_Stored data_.
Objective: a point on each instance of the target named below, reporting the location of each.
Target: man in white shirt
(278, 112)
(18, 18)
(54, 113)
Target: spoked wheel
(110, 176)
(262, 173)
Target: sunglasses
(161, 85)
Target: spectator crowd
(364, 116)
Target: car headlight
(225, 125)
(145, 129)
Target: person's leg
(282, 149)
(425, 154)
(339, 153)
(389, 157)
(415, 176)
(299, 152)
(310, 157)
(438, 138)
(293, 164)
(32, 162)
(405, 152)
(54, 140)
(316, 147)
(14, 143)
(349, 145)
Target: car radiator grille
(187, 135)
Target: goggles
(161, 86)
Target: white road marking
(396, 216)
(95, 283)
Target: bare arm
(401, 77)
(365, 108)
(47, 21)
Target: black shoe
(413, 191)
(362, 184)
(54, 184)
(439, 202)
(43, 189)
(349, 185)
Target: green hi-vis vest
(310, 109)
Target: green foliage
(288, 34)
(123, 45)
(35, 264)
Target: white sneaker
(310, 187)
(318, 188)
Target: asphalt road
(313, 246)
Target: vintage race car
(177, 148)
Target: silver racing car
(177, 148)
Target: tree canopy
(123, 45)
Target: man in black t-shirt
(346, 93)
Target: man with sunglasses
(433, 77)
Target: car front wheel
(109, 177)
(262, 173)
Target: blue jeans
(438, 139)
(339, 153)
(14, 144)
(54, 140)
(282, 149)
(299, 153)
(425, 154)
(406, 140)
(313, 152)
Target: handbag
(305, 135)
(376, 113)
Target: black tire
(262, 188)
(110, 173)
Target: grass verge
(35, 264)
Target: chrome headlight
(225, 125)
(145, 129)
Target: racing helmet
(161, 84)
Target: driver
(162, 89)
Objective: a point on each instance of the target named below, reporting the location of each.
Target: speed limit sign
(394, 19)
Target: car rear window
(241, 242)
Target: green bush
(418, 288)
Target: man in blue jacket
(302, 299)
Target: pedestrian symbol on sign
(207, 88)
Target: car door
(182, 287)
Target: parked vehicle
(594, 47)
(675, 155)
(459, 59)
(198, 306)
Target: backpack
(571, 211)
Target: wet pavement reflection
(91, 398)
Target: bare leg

_ASSIGNMENT_. Every line above should be retyped exactly as given.

_RESPONSE TO THIS EXERCISE_.
Objective: a point on each instance of the target named below, reporting the location of each.
Target: man in white shirt
(278, 112)
(18, 18)
(54, 113)
Target: spoked wheel
(110, 176)
(262, 173)
Target: sunglasses
(161, 85)
Target: spectator crowd
(364, 116)
Target: car headlight
(225, 125)
(145, 129)
Target: person's leg
(282, 149)
(425, 154)
(339, 153)
(389, 157)
(415, 176)
(299, 152)
(310, 157)
(438, 138)
(293, 164)
(32, 162)
(405, 152)
(54, 140)
(316, 147)
(14, 143)
(349, 145)
Target: car radiator grille
(187, 135)
Target: goggles
(161, 86)
Target: white road marking
(396, 216)
(95, 283)
Target: bare arm
(401, 77)
(365, 108)
(47, 21)
Target: black shoe
(413, 191)
(362, 184)
(54, 184)
(439, 202)
(43, 189)
(349, 185)
Target: green hi-vis vest
(310, 109)
Target: green foliage
(288, 34)
(123, 45)
(35, 264)
Target: white sneaker
(310, 187)
(318, 188)
Target: asphalt road
(313, 246)
Target: vintage race car
(177, 148)
Target: silver racing car
(177, 148)
Target: tree canopy
(123, 45)
Target: man in black t-shirt
(346, 93)
Target: man with sunglasses
(433, 77)
Target: car front wheel
(109, 177)
(262, 173)
Target: blue jeans
(438, 139)
(339, 153)
(14, 144)
(54, 140)
(282, 149)
(299, 153)
(425, 154)
(406, 140)
(313, 152)
Target: handbag
(305, 135)
(376, 113)
Target: black tire
(262, 188)
(110, 173)
Target: grass verge
(35, 264)
Target: chrome headlight
(225, 125)
(145, 129)
Target: racing helmet
(161, 84)
Target: driver
(162, 89)
Objective: a point on each instance of the target named below, reporting the location of each.
Target: speed limit sign
(394, 19)
Target: car rear window
(241, 242)
Target: green bush
(418, 288)
Target: man in blue jacket
(302, 299)
Target: pedestrian symbol on sign
(207, 88)
Target: car door
(182, 287)
Target: parked vehicle
(594, 47)
(675, 155)
(459, 59)
(198, 306)
Target: backpack
(571, 211)
Target: wet pavement reflection
(91, 398)
Target: bare leg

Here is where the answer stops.